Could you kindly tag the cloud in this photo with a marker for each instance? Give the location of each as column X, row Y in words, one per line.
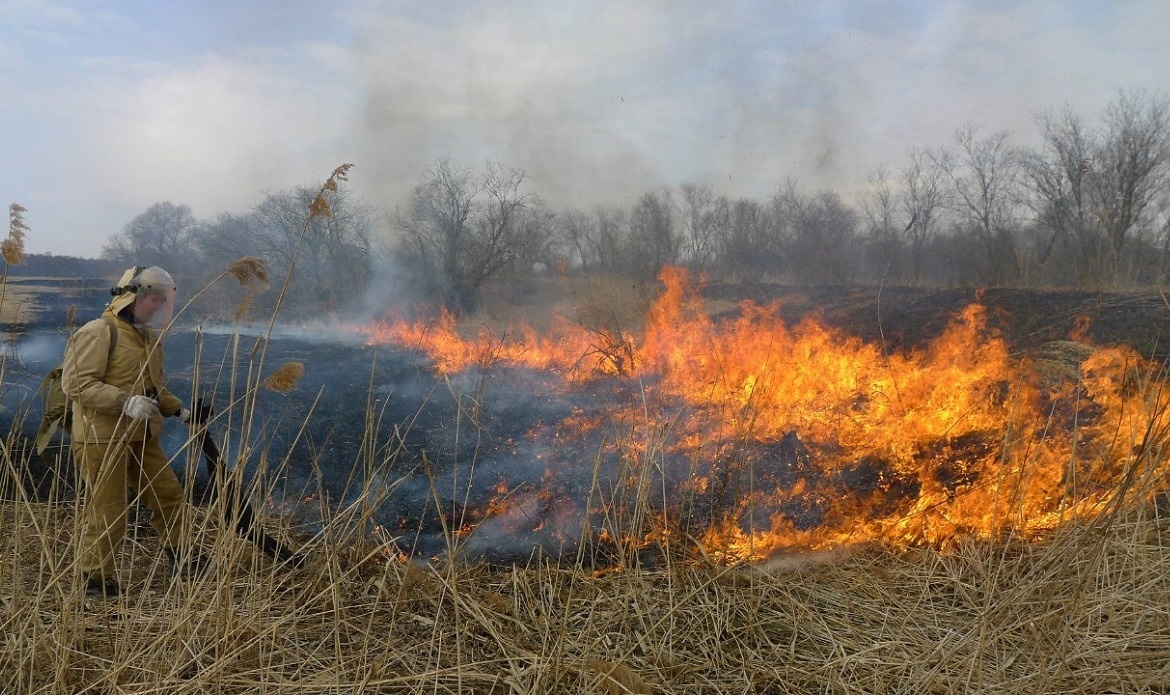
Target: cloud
column 597, row 102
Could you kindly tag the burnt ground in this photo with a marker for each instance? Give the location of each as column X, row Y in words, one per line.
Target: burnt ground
column 515, row 438
column 907, row 317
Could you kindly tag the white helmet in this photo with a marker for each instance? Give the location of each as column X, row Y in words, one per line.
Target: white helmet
column 139, row 282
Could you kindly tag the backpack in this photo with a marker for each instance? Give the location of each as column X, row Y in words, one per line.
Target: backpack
column 57, row 407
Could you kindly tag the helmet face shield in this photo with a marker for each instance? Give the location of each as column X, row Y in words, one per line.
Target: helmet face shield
column 155, row 308
column 153, row 297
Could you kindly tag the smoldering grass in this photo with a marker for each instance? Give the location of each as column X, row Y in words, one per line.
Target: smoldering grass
column 13, row 247
column 284, row 378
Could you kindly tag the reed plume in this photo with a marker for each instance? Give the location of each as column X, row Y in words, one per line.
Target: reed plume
column 252, row 274
column 13, row 247
column 319, row 206
column 284, row 378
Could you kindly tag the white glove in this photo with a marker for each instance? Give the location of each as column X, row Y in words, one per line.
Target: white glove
column 139, row 407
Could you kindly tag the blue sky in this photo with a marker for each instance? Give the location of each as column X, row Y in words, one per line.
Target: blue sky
column 111, row 107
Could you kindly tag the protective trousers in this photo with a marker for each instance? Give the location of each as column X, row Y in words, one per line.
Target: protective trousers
column 111, row 469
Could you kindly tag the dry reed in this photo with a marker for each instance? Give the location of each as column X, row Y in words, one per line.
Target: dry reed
column 286, row 377
column 1085, row 611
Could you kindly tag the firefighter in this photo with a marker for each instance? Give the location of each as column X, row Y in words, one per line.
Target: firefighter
column 114, row 377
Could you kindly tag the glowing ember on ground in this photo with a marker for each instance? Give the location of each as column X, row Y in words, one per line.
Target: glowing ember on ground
column 751, row 435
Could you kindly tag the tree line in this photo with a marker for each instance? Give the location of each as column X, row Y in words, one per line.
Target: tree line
column 1089, row 207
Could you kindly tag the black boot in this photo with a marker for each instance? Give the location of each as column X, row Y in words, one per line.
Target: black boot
column 187, row 565
column 100, row 587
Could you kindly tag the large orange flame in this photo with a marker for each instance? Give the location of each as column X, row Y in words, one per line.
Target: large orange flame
column 816, row 438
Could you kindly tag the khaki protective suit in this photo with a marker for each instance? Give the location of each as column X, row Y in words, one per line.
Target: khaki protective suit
column 112, row 452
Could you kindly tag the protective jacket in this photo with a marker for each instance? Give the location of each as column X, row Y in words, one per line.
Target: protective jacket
column 98, row 380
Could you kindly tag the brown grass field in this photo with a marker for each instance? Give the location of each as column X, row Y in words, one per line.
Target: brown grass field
column 1085, row 610
column 1081, row 609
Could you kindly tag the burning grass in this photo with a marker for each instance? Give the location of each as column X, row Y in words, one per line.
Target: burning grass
column 1079, row 609
column 758, row 435
column 1084, row 612
column 928, row 522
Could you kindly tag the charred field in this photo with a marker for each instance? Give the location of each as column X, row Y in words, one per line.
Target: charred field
column 639, row 510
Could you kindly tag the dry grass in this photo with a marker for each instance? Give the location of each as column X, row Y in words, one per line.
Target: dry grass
column 1085, row 612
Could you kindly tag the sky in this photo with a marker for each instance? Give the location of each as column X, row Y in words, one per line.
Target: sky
column 109, row 108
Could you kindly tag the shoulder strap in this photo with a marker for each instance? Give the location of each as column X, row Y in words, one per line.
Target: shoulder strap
column 114, row 334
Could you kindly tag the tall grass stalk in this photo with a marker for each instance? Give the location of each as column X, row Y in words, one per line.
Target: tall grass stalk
column 1084, row 611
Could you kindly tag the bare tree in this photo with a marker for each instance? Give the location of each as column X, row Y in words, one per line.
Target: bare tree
column 332, row 265
column 747, row 246
column 982, row 174
column 653, row 240
column 580, row 235
column 880, row 210
column 922, row 201
column 699, row 224
column 462, row 225
column 1055, row 178
column 162, row 235
column 1130, row 167
column 823, row 247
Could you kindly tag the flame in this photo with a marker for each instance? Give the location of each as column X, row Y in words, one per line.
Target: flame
column 773, row 437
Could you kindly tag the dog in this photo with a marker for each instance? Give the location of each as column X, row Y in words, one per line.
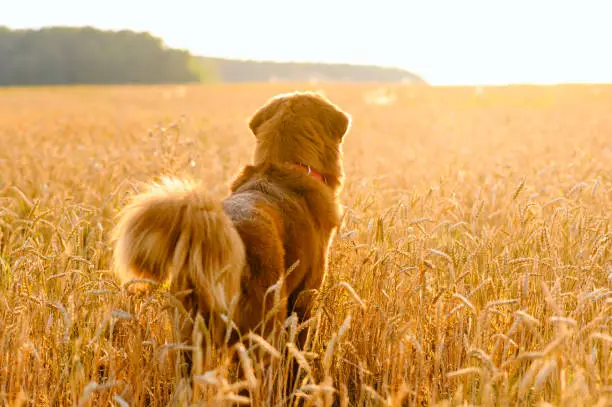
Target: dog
column 273, row 231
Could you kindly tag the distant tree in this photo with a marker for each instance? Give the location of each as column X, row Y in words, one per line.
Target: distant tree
column 66, row 55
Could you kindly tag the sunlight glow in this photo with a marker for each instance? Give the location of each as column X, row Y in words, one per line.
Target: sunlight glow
column 447, row 42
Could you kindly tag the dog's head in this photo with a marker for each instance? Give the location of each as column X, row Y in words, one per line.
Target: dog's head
column 301, row 128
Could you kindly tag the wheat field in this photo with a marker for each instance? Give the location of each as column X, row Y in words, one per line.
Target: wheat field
column 474, row 265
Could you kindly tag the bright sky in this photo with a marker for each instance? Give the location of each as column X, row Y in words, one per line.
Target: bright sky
column 447, row 42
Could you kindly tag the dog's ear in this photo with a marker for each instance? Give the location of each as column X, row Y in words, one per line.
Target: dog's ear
column 338, row 122
column 264, row 113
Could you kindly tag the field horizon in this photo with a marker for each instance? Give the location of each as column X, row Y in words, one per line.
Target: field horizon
column 473, row 267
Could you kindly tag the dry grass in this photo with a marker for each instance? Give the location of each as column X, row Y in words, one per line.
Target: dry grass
column 474, row 266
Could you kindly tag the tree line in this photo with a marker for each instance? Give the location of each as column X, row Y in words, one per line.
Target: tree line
column 67, row 55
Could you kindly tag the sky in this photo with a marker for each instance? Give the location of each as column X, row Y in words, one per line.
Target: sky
column 453, row 42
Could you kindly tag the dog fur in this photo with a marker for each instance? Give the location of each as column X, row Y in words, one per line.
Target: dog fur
column 228, row 254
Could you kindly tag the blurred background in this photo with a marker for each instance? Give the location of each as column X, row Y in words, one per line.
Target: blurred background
column 436, row 42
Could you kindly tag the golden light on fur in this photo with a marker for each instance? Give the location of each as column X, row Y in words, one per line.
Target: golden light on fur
column 176, row 233
column 474, row 258
column 233, row 252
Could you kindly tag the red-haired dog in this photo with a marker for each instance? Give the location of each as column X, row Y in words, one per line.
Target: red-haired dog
column 283, row 210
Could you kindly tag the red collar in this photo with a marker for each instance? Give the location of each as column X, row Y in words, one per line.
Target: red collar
column 312, row 172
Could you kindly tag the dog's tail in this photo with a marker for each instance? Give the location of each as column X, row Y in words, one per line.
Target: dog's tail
column 176, row 233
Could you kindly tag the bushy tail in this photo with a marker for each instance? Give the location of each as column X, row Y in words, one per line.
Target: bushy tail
column 177, row 233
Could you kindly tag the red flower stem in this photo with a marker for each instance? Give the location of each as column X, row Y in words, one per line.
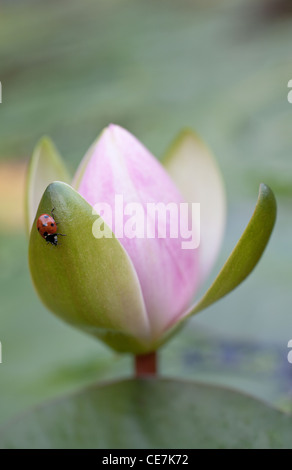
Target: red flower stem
column 146, row 364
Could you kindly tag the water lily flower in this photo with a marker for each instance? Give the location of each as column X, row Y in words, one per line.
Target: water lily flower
column 116, row 275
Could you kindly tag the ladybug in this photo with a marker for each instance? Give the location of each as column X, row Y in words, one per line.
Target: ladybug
column 47, row 228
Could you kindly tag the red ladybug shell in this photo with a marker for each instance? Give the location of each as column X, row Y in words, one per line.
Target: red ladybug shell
column 46, row 225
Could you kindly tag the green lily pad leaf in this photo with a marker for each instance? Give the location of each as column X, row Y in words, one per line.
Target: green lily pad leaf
column 247, row 252
column 45, row 166
column 89, row 282
column 195, row 172
column 151, row 413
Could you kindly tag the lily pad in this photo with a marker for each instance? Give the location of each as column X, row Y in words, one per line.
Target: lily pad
column 151, row 413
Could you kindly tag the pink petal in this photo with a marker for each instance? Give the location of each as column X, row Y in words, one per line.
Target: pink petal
column 118, row 164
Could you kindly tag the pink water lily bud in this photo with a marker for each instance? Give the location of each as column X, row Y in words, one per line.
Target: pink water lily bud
column 122, row 177
column 135, row 239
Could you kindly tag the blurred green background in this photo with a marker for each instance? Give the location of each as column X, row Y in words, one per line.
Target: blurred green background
column 68, row 68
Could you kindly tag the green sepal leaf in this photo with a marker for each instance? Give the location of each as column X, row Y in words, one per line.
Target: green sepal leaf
column 151, row 413
column 195, row 171
column 247, row 252
column 45, row 166
column 89, row 282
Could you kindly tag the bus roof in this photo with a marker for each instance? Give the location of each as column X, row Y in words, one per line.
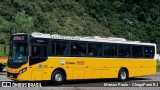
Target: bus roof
column 90, row 39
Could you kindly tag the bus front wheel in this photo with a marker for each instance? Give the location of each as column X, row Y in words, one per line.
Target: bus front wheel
column 57, row 78
column 123, row 75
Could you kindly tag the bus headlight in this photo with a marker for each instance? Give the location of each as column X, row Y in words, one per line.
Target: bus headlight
column 22, row 71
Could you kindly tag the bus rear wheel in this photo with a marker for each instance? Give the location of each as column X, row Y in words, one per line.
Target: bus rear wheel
column 123, row 75
column 57, row 78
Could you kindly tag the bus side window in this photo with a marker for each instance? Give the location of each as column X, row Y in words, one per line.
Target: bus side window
column 124, row 51
column 60, row 48
column 137, row 51
column 149, row 52
column 110, row 50
column 94, row 49
column 78, row 49
column 39, row 51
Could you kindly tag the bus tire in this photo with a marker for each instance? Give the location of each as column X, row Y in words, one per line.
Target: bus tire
column 57, row 77
column 122, row 75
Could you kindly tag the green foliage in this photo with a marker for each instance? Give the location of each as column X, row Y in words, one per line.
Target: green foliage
column 130, row 19
column 158, row 68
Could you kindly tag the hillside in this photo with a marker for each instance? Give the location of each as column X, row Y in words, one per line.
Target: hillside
column 131, row 19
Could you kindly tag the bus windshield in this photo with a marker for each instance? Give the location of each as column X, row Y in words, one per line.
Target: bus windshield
column 19, row 52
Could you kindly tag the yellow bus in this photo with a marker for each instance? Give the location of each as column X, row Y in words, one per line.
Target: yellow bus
column 41, row 57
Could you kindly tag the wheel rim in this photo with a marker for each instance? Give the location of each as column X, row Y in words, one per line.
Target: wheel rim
column 58, row 77
column 123, row 75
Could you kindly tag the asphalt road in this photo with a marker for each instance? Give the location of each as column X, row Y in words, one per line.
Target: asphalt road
column 90, row 84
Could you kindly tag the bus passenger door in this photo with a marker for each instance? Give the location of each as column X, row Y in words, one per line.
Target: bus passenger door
column 38, row 56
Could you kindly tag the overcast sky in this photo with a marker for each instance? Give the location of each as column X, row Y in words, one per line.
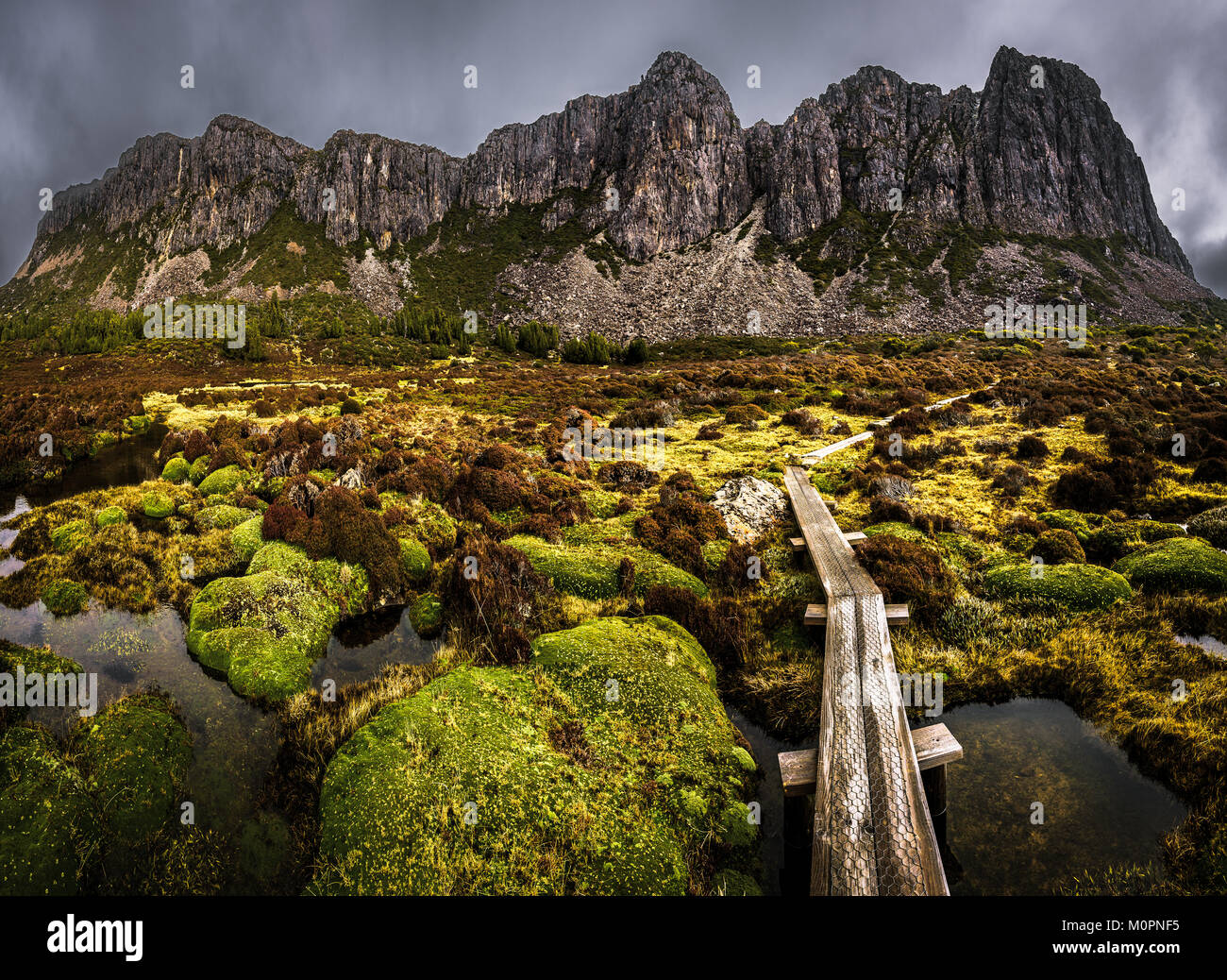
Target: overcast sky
column 81, row 81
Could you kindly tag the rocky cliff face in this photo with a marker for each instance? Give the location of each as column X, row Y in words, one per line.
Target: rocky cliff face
column 663, row 166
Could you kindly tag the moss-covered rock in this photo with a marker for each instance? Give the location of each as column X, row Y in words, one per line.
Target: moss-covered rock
column 1081, row 525
column 135, row 755
column 158, row 505
column 262, row 632
column 246, row 539
column 897, row 530
column 1211, row 525
column 1176, row 565
column 224, row 481
column 1078, row 587
column 35, row 660
column 1116, row 539
column 45, row 816
column 109, row 515
column 176, row 469
column 621, row 756
column 222, row 515
column 199, row 470
column 64, row 597
column 70, row 535
column 729, row 882
column 426, row 615
column 415, row 560
column 592, row 572
column 1059, row 546
column 430, row 525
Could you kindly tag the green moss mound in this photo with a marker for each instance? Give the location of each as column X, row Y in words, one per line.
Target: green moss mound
column 199, row 469
column 613, row 795
column 1081, row 525
column 432, row 526
column 224, row 515
column 109, row 515
column 72, row 535
column 1078, row 587
column 262, row 632
column 426, row 615
column 35, row 660
column 346, row 586
column 135, row 755
column 592, row 572
column 45, row 816
column 1211, row 525
column 1176, row 565
column 224, row 481
column 65, row 599
column 176, row 470
column 896, row 530
column 158, row 505
column 415, row 560
column 246, row 539
column 1117, row 539
column 734, row 883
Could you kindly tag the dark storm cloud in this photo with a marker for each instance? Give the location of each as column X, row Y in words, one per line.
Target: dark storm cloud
column 81, row 81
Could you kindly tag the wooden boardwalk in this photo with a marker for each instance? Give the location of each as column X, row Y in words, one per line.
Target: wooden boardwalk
column 872, row 834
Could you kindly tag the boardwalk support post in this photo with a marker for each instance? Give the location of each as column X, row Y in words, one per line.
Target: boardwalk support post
column 872, row 834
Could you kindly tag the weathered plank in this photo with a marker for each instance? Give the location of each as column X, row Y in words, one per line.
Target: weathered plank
column 871, row 829
column 933, row 746
column 896, row 615
column 798, row 544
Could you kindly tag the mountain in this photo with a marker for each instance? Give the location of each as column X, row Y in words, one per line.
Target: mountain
column 879, row 204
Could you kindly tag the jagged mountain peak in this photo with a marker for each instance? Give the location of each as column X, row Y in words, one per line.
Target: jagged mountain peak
column 869, row 172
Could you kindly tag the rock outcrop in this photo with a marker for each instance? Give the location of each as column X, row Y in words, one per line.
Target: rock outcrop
column 655, row 170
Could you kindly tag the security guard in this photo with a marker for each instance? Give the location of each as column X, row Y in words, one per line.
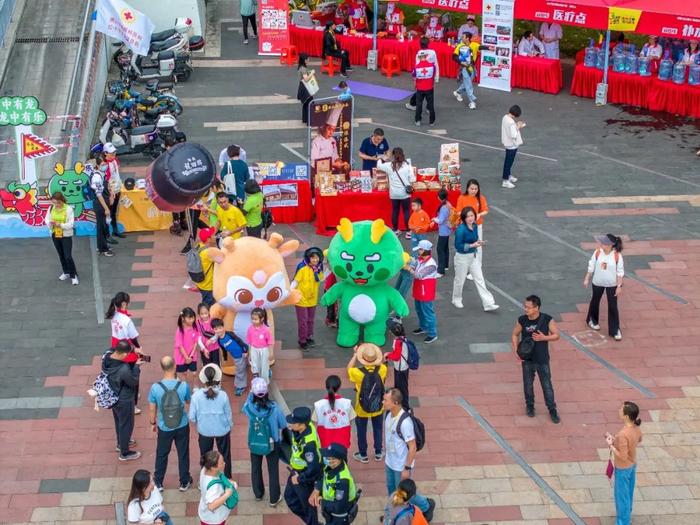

#### [TASK GOAL]
Restate word for word the lines of the data above that begin at the line with "Could you kindly tag the bus roof" and end at the line with "Could you kindly tag the green foliage", keeping both ends and dropping every picture.

#### [RESPONSE TO THIS EXERCISE]
Could you kindly tag the bus roof in this photo with a marker for each instance? Give the location of each as column X, row Y in words, one per line.
Target: bus roof
column 90, row 39
Could you kindly tag the bus front wheel in this photo with a marker for each instance? Give the location of each as column X, row Y in words, one per line.
Target: bus front wheel
column 57, row 78
column 123, row 75
Could you kindly tag the bus headlight in this photo with a marker for each instance? Give the location of each as column X, row Y in words, one per line.
Target: bus headlight
column 22, row 71
Could you kindly tag the bus rear wheel in this photo with a marker for each instance? Give the location of each as column X, row Y in words, one per line.
Target: bus rear wheel
column 123, row 75
column 57, row 78
Could you kindly tag the bus side window in this photo with a marker for each instance? Give the location of each as column X, row Y in words, one per line.
Target: bus side window
column 124, row 51
column 60, row 48
column 137, row 51
column 149, row 52
column 110, row 50
column 94, row 49
column 78, row 49
column 39, row 51
Could you kindly tag the bus tire in this photo with a marker for each instance? Give the location of each as column X, row Y in words, one per line.
Target: bus tire
column 57, row 77
column 122, row 75
Could you kindly tag the green foliage in this photo with a marker for each instance? Give the location of each as column X, row Y in words, one per line.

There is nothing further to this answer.